Texto:
_____

Aqui em Detroit não há muitos cinemas. Os famosos multiplexes ficam mais nos shoppings dos subúrbios, e impressiona como a programação deles é uniforme: só o circuitão comercial! Assim, fomos ver “Sicko” num cinema que não é bem um cinema. É mais um bar, com ingressos a 2 dólares. O pessoal bebe, assiste ao filme, e não conversa com o amigo ou atende celular. A única desvantagem é que todo mundo fuma, argh! De qualquer modo, é incrível o timing do documentário na nossa vida pessoal. Sabe qual foi nossa maior dor de cabeça ao chegar nos EUA? Contratar um plano de saúde, um pré-requisito do governo americano pra estudante estrangeiro poder permanecer no país. A universidade queria nos cobrar os olhos da cara por um plano. Após muita pesquisa, encontrei outro um pouco menos caro. Mas sei muito bem que, se tiver que contar com assistência, vou sofrer pra tê-la.
Este documentário do grande Michael Moore (dos excelentes “Roger e Eu”, “Tiros em Columbine” e “Fahrenheit 11 de Setembro”) conta que cinquenta milhões de americanos não têm plano de saúde. Isso é o quê, um em cada seis? E os que têm não estão em situação muito melhor, pois dependem exclusivamente de empresas privadas, que visam o lucro em primeiro lugar.
O filme narra inúmeros casos escabrosos. Uma mulher que trabalha num hospital e tem plano de saúde pra toda a família não consegue tratamento pro seu marido com câncer. Outra que também tem cobertura através da empresa em que trabalha vê sua filha morrer, porque a companhia arranja uma desculpa pra não arcar com o prejuízo. Um casal com plano de saúde, que até tinha uma boa vida, precisa viver de favor na casa dos filhos após ir à falência ao pagar os impostos do plano. Um cara perde dois dedos e precisa escolher qual dos dois quer costurar de volta: o do meio, que vai sair por 60 mil dólares, ou o anular, por módicos 12 mil. E por aí vai. Mas o mais chocante, e também o que ganhou maior publicidade, é o dos heróis das Torres Gêmeas. Como esses bombeiros não têm direito à tratamento, Michael leva alguns pra Guantanamo, onde os militares americanos afirmam que as instalações hospitalares são de primeira. A hora em que ele põe a bandeirinha americana no barco é de fina ironia. Já que Guantanamo não os aceita, Michael os leva pra Cuba. Lá eles são super bem atendidos, e de graça (o documentário se perde um pouco em seguida e foge do tema ao mostrar bombeiros cubanos homenageando os americanos. Mas aí já estamos no fim. O pedacinho que eu não gosto vem antes: expatriados ianques falando sobre suas vidas em Paris).

_____

A fazer:
1) Repita, sem nenhuma alteração, o trecho do texto sobre o documentário “Sicko” que vai de "Aqui em Detroit" até "sofrer pra tê-la.", incluindo esses dois pontos.
2) Liste os outros filmes de Michael Moore citados no texto sobre o documentário “Sicko”.

_____

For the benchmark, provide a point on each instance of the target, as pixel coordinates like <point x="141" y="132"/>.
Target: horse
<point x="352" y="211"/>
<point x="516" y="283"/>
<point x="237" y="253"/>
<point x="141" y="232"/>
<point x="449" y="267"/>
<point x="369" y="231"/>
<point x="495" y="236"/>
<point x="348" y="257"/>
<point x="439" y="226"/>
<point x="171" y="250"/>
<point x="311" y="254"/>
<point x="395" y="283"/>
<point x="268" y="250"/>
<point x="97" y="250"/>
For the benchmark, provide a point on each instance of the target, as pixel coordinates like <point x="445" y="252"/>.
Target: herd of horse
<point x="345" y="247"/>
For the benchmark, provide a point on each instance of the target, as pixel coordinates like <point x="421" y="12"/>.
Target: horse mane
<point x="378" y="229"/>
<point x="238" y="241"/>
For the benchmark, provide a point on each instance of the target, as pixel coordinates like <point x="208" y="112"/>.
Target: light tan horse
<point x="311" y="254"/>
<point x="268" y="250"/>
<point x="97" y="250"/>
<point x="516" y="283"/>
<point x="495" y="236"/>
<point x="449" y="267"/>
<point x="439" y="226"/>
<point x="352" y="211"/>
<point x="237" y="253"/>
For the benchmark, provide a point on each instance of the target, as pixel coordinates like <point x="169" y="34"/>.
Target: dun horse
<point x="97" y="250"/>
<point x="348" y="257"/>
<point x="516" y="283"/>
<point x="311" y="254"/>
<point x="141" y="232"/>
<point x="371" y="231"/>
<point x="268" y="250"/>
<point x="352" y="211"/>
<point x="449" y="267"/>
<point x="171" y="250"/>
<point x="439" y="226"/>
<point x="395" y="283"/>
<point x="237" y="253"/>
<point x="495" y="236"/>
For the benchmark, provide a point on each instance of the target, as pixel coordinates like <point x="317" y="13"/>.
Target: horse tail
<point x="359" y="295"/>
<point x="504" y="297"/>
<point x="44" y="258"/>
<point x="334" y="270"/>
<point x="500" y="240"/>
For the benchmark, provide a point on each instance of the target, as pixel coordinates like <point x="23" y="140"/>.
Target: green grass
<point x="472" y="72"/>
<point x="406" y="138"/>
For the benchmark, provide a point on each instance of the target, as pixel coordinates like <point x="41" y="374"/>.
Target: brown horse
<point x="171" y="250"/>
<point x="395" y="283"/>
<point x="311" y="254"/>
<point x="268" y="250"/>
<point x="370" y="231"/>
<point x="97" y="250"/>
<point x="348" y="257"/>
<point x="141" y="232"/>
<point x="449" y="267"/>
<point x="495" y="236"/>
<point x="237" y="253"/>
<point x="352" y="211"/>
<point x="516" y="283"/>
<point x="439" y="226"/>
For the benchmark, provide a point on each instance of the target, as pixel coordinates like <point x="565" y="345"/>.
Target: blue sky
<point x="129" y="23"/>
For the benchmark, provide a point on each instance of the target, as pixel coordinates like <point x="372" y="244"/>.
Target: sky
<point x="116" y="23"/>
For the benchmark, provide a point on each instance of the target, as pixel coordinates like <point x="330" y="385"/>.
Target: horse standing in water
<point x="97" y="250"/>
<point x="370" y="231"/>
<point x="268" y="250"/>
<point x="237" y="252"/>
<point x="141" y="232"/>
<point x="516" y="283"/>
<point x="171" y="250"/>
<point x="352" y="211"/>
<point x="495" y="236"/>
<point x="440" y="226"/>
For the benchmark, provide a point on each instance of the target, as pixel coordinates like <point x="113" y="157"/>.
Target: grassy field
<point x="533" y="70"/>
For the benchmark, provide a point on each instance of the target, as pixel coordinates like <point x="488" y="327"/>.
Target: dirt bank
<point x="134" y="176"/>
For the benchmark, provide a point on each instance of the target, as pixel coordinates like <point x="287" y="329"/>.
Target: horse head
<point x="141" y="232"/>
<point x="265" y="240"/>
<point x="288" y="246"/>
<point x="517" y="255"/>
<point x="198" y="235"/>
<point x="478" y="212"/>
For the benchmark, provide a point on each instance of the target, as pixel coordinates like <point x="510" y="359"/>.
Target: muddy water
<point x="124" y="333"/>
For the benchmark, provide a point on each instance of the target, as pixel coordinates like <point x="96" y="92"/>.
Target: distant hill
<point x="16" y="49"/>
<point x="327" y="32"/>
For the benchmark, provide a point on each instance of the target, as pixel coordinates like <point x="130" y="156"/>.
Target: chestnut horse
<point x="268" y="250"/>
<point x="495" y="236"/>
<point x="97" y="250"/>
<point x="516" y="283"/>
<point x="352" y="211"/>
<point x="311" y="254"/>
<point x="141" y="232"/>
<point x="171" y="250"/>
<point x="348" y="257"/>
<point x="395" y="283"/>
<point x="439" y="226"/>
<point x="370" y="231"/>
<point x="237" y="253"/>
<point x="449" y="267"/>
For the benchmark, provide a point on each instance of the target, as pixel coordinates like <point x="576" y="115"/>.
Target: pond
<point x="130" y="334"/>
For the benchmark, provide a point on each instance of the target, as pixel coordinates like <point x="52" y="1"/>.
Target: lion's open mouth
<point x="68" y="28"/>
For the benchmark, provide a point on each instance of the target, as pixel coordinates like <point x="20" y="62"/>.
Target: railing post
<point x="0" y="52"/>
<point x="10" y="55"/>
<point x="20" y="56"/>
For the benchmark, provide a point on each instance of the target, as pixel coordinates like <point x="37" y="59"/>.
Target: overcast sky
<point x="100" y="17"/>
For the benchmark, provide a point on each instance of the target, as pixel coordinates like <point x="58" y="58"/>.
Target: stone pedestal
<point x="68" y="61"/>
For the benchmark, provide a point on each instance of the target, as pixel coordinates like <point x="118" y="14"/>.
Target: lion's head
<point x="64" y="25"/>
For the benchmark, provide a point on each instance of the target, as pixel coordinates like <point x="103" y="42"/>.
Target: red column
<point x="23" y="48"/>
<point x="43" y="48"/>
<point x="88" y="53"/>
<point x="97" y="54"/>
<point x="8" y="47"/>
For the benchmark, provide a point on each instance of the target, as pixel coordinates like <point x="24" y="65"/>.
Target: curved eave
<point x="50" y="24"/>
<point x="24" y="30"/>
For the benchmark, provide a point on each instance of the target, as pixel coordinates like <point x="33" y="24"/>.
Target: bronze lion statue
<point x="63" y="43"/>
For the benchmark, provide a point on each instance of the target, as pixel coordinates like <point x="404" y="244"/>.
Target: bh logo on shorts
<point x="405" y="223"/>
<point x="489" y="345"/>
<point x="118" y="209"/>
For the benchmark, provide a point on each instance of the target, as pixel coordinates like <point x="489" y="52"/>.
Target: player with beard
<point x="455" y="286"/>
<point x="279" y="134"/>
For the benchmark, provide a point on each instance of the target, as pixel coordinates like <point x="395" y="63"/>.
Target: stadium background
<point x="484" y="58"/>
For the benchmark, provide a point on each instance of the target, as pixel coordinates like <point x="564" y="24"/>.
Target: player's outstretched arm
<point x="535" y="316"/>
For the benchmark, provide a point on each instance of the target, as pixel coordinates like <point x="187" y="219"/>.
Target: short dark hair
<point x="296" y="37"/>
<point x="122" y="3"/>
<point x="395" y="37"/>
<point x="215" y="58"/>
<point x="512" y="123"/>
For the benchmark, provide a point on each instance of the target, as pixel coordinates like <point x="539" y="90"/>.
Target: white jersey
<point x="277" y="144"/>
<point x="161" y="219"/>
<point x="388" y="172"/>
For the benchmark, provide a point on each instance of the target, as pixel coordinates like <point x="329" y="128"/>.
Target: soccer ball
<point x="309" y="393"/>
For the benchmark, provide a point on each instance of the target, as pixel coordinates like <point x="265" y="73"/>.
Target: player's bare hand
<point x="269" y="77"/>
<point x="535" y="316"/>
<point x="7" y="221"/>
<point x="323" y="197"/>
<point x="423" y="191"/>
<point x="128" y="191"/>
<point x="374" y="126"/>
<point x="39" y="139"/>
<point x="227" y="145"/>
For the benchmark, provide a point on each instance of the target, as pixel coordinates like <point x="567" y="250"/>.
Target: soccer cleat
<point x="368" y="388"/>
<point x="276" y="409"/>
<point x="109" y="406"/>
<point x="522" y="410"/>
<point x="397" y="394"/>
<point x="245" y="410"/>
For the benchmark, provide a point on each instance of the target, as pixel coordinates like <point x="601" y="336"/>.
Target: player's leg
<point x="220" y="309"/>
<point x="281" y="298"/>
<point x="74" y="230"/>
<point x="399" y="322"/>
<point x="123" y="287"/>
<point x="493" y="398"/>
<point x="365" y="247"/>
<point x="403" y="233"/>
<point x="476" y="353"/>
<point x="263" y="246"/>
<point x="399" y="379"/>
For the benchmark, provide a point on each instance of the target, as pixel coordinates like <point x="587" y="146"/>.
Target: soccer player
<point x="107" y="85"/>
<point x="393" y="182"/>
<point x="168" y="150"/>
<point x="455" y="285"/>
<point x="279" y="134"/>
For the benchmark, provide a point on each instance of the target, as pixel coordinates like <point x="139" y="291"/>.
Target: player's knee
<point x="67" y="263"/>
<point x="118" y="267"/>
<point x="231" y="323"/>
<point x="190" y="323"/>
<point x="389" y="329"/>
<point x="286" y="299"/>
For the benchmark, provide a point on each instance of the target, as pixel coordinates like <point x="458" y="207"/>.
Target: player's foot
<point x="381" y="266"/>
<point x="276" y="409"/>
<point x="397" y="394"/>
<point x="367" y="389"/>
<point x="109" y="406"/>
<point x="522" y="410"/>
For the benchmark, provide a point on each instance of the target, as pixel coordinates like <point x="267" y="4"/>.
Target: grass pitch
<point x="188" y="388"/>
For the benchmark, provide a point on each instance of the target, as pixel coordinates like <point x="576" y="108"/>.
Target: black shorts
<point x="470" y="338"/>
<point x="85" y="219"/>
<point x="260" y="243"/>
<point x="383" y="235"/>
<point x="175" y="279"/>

_____

Respostas por tarefa:
1)
Aqui em Detroit não há muitos cinemas. Os famosos multiplexes ficam mais nos shoppings dos subúrbios, e impressiona como a programação deles é uniforme: só o circuitão comercial! Assim, fomos ver “Sicko” num cinema que não é bem um cinema. É mais um bar, com ingressos a 2 dólares. O pessoal bebe, assiste ao filme, e não conversa com o amigo ou atende celular. A única desvantagem é que todo mundo fuma, argh! De qualquer modo, é incrível o timing do documentário na nossa vida pessoal. Sabe qual foi nossa maior dor de cabeça ao chegar nos EUA? Contratar um plano de saúde, um pré-requisito do governo americano pra estudante estrangeiro poder permanecer no país. A universidade queria nos cobrar os olhos da cara por um plano. Após muita pesquisa, encontrei outro um pouco menos caro. Mas sei muito bem que, se tiver que contar com assistência, vou sofrer pra tê-la.

2)
Roger e Eu
Tiros em Columbine
Fahrenheit 11 de Setembro